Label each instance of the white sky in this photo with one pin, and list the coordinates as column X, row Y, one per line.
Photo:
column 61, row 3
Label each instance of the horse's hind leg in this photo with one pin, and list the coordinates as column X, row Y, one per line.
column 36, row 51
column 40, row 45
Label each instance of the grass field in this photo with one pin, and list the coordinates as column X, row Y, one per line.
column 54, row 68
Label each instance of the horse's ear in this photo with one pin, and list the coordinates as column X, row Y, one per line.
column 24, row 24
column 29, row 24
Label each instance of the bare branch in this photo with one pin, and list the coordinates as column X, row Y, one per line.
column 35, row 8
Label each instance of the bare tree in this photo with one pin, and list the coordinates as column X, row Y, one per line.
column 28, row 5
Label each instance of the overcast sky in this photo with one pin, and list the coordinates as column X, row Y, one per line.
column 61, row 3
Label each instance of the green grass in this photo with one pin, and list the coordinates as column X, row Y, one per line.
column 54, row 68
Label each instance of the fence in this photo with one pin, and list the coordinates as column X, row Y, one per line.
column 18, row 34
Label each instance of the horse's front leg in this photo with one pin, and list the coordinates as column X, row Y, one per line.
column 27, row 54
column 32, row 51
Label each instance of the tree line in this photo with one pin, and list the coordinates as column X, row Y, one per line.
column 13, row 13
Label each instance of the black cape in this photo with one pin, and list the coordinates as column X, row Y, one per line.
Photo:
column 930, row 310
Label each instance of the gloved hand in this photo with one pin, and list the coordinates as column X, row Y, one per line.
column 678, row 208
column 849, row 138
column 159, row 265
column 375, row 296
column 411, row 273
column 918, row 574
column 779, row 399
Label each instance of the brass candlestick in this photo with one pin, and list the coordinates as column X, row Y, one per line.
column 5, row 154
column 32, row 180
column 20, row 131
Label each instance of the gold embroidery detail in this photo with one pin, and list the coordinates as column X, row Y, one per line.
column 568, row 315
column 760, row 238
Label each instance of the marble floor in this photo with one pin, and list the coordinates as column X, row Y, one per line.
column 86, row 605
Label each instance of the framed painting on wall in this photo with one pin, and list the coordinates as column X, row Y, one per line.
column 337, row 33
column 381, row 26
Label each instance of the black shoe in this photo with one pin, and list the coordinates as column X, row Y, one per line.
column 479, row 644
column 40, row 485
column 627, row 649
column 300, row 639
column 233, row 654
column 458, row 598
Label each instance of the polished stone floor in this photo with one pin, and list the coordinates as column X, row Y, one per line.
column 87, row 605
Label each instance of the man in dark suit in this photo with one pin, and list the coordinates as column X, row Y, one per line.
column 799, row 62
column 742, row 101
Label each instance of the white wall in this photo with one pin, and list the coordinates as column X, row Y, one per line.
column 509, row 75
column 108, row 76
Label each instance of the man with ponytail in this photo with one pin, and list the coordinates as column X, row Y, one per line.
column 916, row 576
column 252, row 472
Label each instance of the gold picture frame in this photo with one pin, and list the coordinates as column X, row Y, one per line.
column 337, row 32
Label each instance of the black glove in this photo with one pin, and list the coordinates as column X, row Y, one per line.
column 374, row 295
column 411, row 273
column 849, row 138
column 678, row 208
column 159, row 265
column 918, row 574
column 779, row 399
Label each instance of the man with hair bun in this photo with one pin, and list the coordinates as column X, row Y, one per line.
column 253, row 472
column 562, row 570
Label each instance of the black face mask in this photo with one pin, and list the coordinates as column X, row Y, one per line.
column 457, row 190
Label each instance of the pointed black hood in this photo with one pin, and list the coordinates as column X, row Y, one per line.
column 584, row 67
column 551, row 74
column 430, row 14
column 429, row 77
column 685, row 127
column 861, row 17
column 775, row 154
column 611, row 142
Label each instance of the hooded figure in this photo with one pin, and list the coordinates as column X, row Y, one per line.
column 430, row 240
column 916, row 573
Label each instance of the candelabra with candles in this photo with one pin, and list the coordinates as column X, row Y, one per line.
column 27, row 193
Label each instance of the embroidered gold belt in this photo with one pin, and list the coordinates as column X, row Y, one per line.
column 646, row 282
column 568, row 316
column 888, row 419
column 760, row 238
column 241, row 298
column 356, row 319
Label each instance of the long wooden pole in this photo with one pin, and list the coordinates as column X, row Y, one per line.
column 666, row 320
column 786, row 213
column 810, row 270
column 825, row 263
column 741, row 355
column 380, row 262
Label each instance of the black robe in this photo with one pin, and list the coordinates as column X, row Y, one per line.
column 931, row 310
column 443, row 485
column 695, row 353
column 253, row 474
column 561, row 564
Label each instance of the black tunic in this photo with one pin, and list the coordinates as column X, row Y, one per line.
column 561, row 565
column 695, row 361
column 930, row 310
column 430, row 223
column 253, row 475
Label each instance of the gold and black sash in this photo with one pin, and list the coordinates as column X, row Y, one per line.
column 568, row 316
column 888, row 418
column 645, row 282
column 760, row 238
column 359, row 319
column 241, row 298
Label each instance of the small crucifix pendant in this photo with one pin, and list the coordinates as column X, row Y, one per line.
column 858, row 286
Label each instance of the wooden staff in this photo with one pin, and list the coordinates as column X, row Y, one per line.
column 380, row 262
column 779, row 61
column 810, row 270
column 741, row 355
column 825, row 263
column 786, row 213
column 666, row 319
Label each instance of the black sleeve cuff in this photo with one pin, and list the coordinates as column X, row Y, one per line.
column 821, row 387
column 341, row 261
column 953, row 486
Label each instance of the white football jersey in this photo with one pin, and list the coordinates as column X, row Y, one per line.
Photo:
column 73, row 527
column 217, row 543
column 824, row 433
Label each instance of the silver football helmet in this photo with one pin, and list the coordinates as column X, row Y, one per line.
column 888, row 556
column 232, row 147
★ ★ ★
Could you copy all of the lines above word for word, from the first to the last, changing nothing?

■ **THE ANSWER**:
Label each instance of the white sky in this photo with one pin, and list the coordinates as column X, row Y, one per line.
Photo:
column 61, row 3
Label each instance of the horse's hind leg in this photo with one pin, and list the coordinates as column X, row Y, one per line.
column 36, row 51
column 40, row 45
Label each instance of the grass field in this photo with one pin, and list the coordinates as column X, row Y, one per line.
column 54, row 68
Label each instance of the horse's ear in this photo with one pin, and list the coordinates as column X, row Y, one per line.
column 24, row 24
column 29, row 24
Label each instance of the bare branch in this photo with one pin, and list the coordinates as column X, row Y, one per line.
column 35, row 8
Label each instance of the bare tree in this photo with one pin, and list the coordinates as column X, row Y, one per line.
column 28, row 5
Label each instance of the overcast sky in this photo with one pin, and list the coordinates as column X, row Y, one per line.
column 61, row 3
Label each instance of the green grass in this photo with one pin, and list the coordinates as column X, row Y, one per line.
column 54, row 68
Label each instance of the fence in this photo with one pin, and list the coordinates as column X, row Y, one per line.
column 18, row 34
Label each instance of the horse's front leg in this photo with one pin, and list the coordinates as column X, row Y, one per line.
column 27, row 54
column 32, row 51
Label each instance of the tree line in this photo with one pin, and list the coordinates as column X, row Y, one per line.
column 13, row 13
Label each instance of the black cape in this photo with one pin, and list the coordinates as column X, row Y, one per line.
Photo:
column 930, row 310
Label each instance of the gloved hand in this photo with one pin, and list the coordinates as column X, row Y, one per line.
column 678, row 208
column 849, row 138
column 159, row 265
column 375, row 296
column 411, row 273
column 918, row 574
column 779, row 399
Label each instance of the brass candlestick in this photo with one pin, and list the coordinates as column X, row Y, one per line.
column 5, row 154
column 32, row 180
column 20, row 131
Label each instance of the gold embroidery detail in this photo with one pin, and list the coordinates as column X, row Y, one per line.
column 568, row 315
column 760, row 238
Label each instance of the marble floor in this photo with one pin, and list the coordinates as column X, row Y, one per line.
column 86, row 605
Label each instance of the framed painting on wall in this photo with one pin, and list the coordinates as column X, row Y, one per line.
column 337, row 33
column 381, row 26
Label each instance of the black shoe in this photo with one pin, and list the coordinates as column X, row Y, one per line.
column 479, row 644
column 40, row 485
column 627, row 649
column 300, row 639
column 233, row 654
column 458, row 598
Label each instance of the polished stone floor in this photo with one pin, and list the coordinates as column X, row Y, one per line.
column 87, row 605
Label each instance of the man in dark suit in this photo with one pin, and list the coordinates as column X, row Y, one per line.
column 799, row 62
column 742, row 101
Label each instance of the white wall in this photo with one pin, and list the coordinates as column X, row Y, one per line.
column 509, row 75
column 108, row 76
Label each instance of the man with ponytail in this photo with one pin, and list the coordinates as column X, row Y, one per line.
column 916, row 576
column 252, row 472
Label each instance of the gold picture frame in this photo with one pin, and list the coordinates as column X, row Y, one per line.
column 337, row 32
Label each instance of the black glove in this photo with one pin, and list the coordinates as column X, row Y, one per line.
column 374, row 295
column 411, row 273
column 849, row 138
column 678, row 208
column 159, row 265
column 918, row 574
column 779, row 399
Label each instance of the man with hair bun in this photo with one pin, and list the coordinates as column X, row Y, one per line.
column 253, row 472
column 562, row 570
Label each instance of the black face mask in this photo with one pin, and list the coordinates as column X, row Y, one per line.
column 457, row 190
Label each instance of the pointed black hood in this photo with one pin, and list the coordinates as column X, row Y, one per line.
column 584, row 67
column 551, row 74
column 430, row 14
column 429, row 77
column 685, row 127
column 861, row 17
column 775, row 154
column 611, row 142
Label each instance of the hooded figure in this photo with one pin, and list the coordinates as column X, row Y, one per line.
column 430, row 240
column 916, row 573
Label each instance of the candelabra with candles in this photo with one pin, and list the coordinates as column X, row Y, one per line.
column 27, row 193
Label each instance of the embroidered gold belt in this photo with one pin, and list the coordinates as column X, row Y, one per line.
column 646, row 282
column 568, row 316
column 888, row 419
column 760, row 238
column 241, row 298
column 356, row 319
Label each instance of the long wooden pole in this photo with one pin, and list the coordinates as column X, row Y, one per line.
column 666, row 320
column 786, row 213
column 810, row 270
column 825, row 263
column 741, row 355
column 380, row 262
Label each instance of the black robe in this photo with one pin, and list the coordinates as column X, row Y, one per line.
column 931, row 310
column 443, row 485
column 695, row 353
column 253, row 474
column 561, row 564
Label each instance of the black tunic in this photo with one pin, and list the coordinates as column X, row Y, one per line.
column 561, row 565
column 695, row 361
column 930, row 310
column 430, row 223
column 253, row 475
Label each instance of the gold and black sash in this photo with one pin, and list the coordinates as column X, row Y, one per line.
column 568, row 316
column 888, row 418
column 645, row 282
column 760, row 238
column 359, row 319
column 241, row 298
Label each instance of the small crucifix pendant in this photo with one pin, and list the coordinates as column X, row Y, one per line.
column 858, row 286
Label each instance of the wooden staff in this photo with one pin, and list the coordinates as column X, row Y, one per line.
column 380, row 262
column 779, row 61
column 810, row 270
column 741, row 355
column 825, row 263
column 786, row 213
column 666, row 319
Label each instance of the black sleeve cuff in this photo with one pin, and list the coordinates as column X, row Y, one per line.
column 821, row 387
column 341, row 261
column 953, row 486
Label each instance of the white football jersey in this photo with one pin, and list the coordinates as column X, row Y, one per line.
Photo:
column 73, row 527
column 217, row 543
column 824, row 433
Label each instance of the silver football helmet in this photo with one pin, and list the coordinates as column X, row Y, one per line.
column 888, row 556
column 232, row 147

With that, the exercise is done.